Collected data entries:
= = = = =

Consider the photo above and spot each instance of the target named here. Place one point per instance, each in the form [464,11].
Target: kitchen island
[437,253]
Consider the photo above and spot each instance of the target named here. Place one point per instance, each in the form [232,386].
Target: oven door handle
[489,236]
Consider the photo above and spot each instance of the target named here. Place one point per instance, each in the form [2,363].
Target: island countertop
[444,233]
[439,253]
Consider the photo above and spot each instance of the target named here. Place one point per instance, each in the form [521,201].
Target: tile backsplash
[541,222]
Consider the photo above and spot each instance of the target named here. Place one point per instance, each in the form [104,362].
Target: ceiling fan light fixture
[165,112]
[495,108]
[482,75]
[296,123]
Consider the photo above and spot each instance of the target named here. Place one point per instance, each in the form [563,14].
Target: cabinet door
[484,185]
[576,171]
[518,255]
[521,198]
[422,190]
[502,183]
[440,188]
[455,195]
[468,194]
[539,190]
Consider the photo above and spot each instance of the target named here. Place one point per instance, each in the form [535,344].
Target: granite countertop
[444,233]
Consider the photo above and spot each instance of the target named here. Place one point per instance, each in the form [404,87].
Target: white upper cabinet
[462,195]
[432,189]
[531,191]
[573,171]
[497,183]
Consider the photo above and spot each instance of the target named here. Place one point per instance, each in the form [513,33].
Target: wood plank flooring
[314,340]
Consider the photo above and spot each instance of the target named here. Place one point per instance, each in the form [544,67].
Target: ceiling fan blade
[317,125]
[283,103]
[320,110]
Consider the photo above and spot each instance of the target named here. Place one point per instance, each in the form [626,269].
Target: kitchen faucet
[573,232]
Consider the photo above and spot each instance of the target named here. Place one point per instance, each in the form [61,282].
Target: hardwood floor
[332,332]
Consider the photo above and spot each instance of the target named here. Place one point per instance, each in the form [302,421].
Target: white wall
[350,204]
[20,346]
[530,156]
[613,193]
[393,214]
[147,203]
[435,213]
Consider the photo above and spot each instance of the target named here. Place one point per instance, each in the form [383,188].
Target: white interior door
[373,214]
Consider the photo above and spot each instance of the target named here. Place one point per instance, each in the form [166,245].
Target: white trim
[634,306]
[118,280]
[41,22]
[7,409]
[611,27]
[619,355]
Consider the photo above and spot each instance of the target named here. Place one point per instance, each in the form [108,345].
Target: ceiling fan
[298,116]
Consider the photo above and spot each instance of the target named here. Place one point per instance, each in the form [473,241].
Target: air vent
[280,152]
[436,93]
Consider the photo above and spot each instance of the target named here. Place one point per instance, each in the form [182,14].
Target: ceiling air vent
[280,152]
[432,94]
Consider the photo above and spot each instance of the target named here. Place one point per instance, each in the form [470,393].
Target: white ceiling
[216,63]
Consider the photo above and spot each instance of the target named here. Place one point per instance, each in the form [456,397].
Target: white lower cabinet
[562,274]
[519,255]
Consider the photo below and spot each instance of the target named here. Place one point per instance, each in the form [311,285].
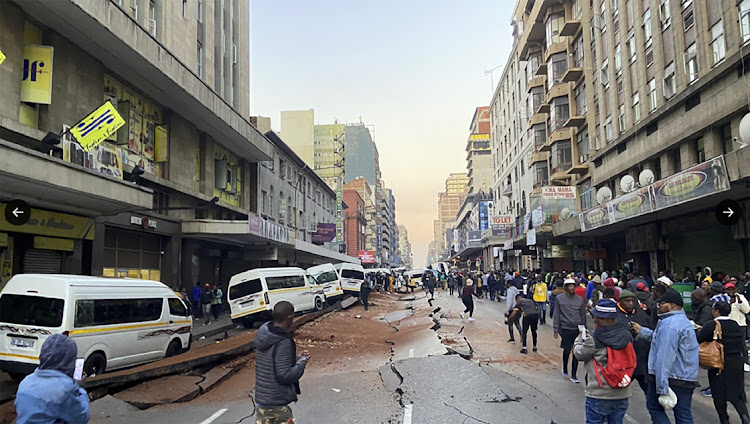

= = = = =

__What needs to be done__
Can you reproduce every entry above word for word, leaving out the picture?

__Solution to the exercise__
Consider the photo above and spot each instance of the target named here. Place one point per instance, each in the form [464,11].
Target: kitchen island
[437,253]
Consider the photo above and spot each instance of the target named here. Place one point per instance, each in the form [232,386].
Target: oven door handle
[489,236]
Consider the photo above and spot each instance of the target named here. Place one point per instance, each in the form [2,363].
Target: island countertop
[444,233]
[439,253]
Consider the photo above and spot each instance of the target named here. Place one point per instance, each in the form [521,201].
Target: tile backsplash
[541,222]
Consider the photo above and spot each instance of the target named here. Place one point per instance, each in the form [104,362].
Target: ceiling fan light fixture
[165,112]
[495,108]
[482,75]
[296,123]
Consider the photo above and spot each instance of the target named here. Place one point per instance, each in the form [563,14].
Target: cabinet door
[484,185]
[576,171]
[518,255]
[521,198]
[422,190]
[502,183]
[440,188]
[455,195]
[468,194]
[539,190]
Consider the photo above and spot each instance of the target named here. Place one point per instance, each in the form [535,344].
Target: granite countertop
[444,233]
Consider the photo above and spot each instance of the target named here. Place one point per instance, each in the form [404,87].
Target: white upper cabinet
[462,195]
[432,189]
[531,191]
[573,171]
[497,183]
Consider the photo above and spot each instance of the target named here. Place one point per instance, each in the form [513,33].
Target: wood plank flooring
[314,340]
Consider the photo above and spot each instance of the target named here. Place one point per instance, each in the form [544,67].
Target: ceiling fan blade
[317,125]
[283,103]
[320,110]
Consider the photo above and spot each instance of the target named here. Place one point per instance, each in the form [626,269].
Target: kitchen faucet
[573,232]
Consider the photo above and spot each instance of the target named here. Place one point per instance, each in the form [61,282].
Target: hardwood floor
[332,332]
Consider the photo above and spot each instance of the target named here. Place one point per instance, each in the form [302,421].
Target: white wall
[350,204]
[20,346]
[530,156]
[613,193]
[393,214]
[147,203]
[435,213]
Consider the photo above and spot each instance of the target named here. Place one point per instance, each in the form [383,188].
Target: white interior door
[373,214]
Consider the photo above and spot each instance of the target named here. Place one point per instance, each in the form [166,245].
Target: white trim
[634,306]
[118,280]
[41,22]
[7,409]
[611,27]
[619,355]
Consider the photo above and spot each instance of the target named here. Place one point per instance, each in the form [108,345].
Target: ceiling fan
[298,116]
Consider the photo above and spot each instance of the target named here. Place one point per instance, each in the form [473,241].
Target: air vent
[280,152]
[436,93]
Consider the photo above and spot each instance of the target named here. Place one point per instance, each in the form [182,14].
Target: ceiling air vent
[280,152]
[432,94]
Consider the photo above and spot each instance of the target named here. Place one point per instance, each in the form [470,393].
Target: white ceiling
[216,63]
Consider the photo above and spot each instance of the target named here. Place one point per instance, each in the form [456,397].
Target: white lower cabinet
[562,274]
[519,255]
Consider the photo below and spot each instance of the target named here. Place one point per instance, each in the form [311,285].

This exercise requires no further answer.